#### PAGE TEXT
***

My boyfriend, Dan, has a childhood memory that’s as vivid and warm as the day it was formed. He is four years old, running on Myrtle Beach in South Carolina, naked. As he runs he holds a plastic grocery bag above his head and jumps, letting the bag catch air and pretending it’s holding him aloft like a balloon. “The memory is so nice,” he says, “because I was so naked, and I could feel the strong wind flowing over my body.”

It’s weird to start a story about yourself with someone else’s memory. But I don’t have memories like this of my own. I never ran on a beach naked. I never played naked in the dirt. I don’t think there’s a single naked photo of me as a kid.

It’s not like I think I’ve been deprived. My fully clothed childhood was happy and fine. But I do think it’s probably why, as an adult, I don’t have the kinds of wild tales that Dan and my friends have; stories of skiing butt naked in the backcountry and mountain biking nude under the full moon. If we come upon an alpine lake midhike, I’m the person who gets in wearing my underwear, or worse, who doesn’t swim at all because I don’t want to pack wet clothes out. Once, on a hut trip, some friends stripped down to their avalanche beacons (safety first) and skied off the roof. I cheered and took photos from the sideline. In these moments, my modesty felt like an impediment. I admired my friends who were less inhibited, so comfortable in their own skin.

I did try loosening up. Years ago, some pals and I went on a backpacking trip to Conundrum Hot Springs, outside Aspen, Colorado. Like most backcountry springs, these were clothing optional, and the second morning at camp, I rallied everyone to get in naked.

At least I thought I did. I made it to the pool first, undressed, and got in. Then everyone else arrived.

And no one else got naked.

***

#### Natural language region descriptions
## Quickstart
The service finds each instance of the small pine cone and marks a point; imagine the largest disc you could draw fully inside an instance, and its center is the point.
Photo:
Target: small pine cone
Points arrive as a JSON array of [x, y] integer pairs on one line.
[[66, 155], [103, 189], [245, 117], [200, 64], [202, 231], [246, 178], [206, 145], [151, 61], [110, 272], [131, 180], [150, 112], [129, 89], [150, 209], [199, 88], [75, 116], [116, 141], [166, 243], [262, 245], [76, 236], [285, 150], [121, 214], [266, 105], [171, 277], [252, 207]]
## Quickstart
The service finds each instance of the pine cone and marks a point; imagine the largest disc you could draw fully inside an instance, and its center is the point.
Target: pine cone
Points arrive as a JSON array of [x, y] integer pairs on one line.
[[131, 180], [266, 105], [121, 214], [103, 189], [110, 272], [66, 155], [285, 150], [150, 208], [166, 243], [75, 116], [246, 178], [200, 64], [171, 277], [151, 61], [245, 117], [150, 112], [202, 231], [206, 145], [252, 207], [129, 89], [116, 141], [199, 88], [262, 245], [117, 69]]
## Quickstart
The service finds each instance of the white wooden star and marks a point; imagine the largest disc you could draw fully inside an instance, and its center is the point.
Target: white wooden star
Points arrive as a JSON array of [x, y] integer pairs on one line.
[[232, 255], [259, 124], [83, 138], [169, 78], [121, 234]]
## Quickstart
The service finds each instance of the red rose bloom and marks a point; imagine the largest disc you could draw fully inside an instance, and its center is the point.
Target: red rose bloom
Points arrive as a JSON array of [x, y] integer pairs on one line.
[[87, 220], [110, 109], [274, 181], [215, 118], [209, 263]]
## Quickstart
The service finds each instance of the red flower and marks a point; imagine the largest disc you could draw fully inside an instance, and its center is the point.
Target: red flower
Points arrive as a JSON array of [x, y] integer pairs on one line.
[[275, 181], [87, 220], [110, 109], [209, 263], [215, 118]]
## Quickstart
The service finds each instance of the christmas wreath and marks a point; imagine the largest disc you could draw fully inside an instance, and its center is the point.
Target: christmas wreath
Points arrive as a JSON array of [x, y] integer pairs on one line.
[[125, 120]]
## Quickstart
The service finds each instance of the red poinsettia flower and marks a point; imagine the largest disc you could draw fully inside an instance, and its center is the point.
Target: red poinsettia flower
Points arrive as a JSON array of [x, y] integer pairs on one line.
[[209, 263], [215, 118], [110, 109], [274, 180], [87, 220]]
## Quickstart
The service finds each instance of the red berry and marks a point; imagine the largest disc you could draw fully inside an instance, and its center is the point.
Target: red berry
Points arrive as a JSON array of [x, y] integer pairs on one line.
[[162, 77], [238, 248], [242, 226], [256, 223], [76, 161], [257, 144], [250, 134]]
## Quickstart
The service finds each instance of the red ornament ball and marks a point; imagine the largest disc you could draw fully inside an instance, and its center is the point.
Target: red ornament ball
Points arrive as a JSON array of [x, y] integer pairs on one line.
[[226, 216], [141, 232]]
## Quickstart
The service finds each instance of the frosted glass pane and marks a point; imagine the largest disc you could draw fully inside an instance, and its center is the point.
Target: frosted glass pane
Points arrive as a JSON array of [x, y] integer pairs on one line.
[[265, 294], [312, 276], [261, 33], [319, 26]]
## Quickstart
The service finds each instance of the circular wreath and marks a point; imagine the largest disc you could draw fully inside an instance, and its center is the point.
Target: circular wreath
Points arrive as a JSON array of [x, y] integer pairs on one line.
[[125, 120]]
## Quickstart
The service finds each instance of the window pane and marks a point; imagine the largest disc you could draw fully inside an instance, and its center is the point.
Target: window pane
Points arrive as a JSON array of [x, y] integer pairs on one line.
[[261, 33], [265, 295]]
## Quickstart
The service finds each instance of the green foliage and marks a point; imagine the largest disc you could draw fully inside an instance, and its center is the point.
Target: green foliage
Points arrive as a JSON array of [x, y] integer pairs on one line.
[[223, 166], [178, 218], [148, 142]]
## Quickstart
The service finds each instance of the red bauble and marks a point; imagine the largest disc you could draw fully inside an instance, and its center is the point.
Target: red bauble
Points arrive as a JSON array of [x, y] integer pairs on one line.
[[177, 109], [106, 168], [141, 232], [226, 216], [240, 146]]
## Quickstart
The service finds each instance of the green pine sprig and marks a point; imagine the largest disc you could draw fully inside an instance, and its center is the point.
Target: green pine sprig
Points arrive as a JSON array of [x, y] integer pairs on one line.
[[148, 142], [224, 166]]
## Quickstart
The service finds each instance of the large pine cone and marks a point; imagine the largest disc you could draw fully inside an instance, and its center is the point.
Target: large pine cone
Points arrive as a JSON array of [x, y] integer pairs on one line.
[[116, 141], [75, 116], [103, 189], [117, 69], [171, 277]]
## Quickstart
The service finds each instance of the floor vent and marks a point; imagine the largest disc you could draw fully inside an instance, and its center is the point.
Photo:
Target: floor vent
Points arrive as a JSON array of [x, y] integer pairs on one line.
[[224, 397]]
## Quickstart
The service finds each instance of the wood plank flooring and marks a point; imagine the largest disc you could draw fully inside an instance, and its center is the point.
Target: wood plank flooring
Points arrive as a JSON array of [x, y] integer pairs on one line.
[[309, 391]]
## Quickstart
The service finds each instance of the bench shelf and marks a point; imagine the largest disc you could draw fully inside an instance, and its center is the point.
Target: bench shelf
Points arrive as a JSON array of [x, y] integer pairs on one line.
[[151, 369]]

***

#### PROMPT 1
Answer these about the essay on modesty:
(a) On which beach was Dan running in his childhood memory?
(b) What did the friends on the hut trip strip down to before skiing off the roof?
(c) Where are Conundrum Hot Springs located?
#### PROMPT 2
Carry on the essay on modesty from after its last line, "And no one else got naked."

#### EXERCISE RESULT 1
(a) Myrtle Beach in South Carolina.
(b) Their avalanche beacons.
(c) Outside Aspen, Colorado.

#### EXERCISE RESULT 2
It was like a bad dream. Only instead of standing in front of a classroom, I was sitting in an alpine pool as clear as glass. I tried to fold my limbs strategically, and my friends and I looked around and made awkward conversation. At one point an older man arrived and, fully clothed, squatted poolside like a gargoyle, just watching. It was agonizing. I wouldn’t disrobe again in public for years.

But that was a long time ago. I’m in my late thirties and harder to embarrass now. So recently, as Dan was telling me about the time he modeled nude for an article in his college newspaper, I blurted out, “What if I became one of those naked people?” I was tired of listening to everyone else’s stories.

“Oh God,” Dan muttered. But he quickly got on board. A lifetime of prudishness would not be undone overnight, so we agreed I should design a training plan of sorts, progressing from a beginner-level warm-up (bathe in a nude hot spring?) to some intermediate challenge (wander around unclad at a clothing-optional resort?) and eventually to a graduation exercise (a naked ski or bike ride?). I would become one of those people I had always admired.

I would become someone who does naked stuff outside.

The original nudists, of course, were Adam and Eve, who at first were so sweet and dopey that they didn’t even realize they were naked. For a while, they had it made in the Garden of Eden, until the serpent duped them with an apple from the tree of knowledge, one of two forbidden trees. This opened their eyes to immorality, and notably, their first revelation was that they were nude. God cursed them and banished them from the garden, and for humanity, it has been downhill ever since.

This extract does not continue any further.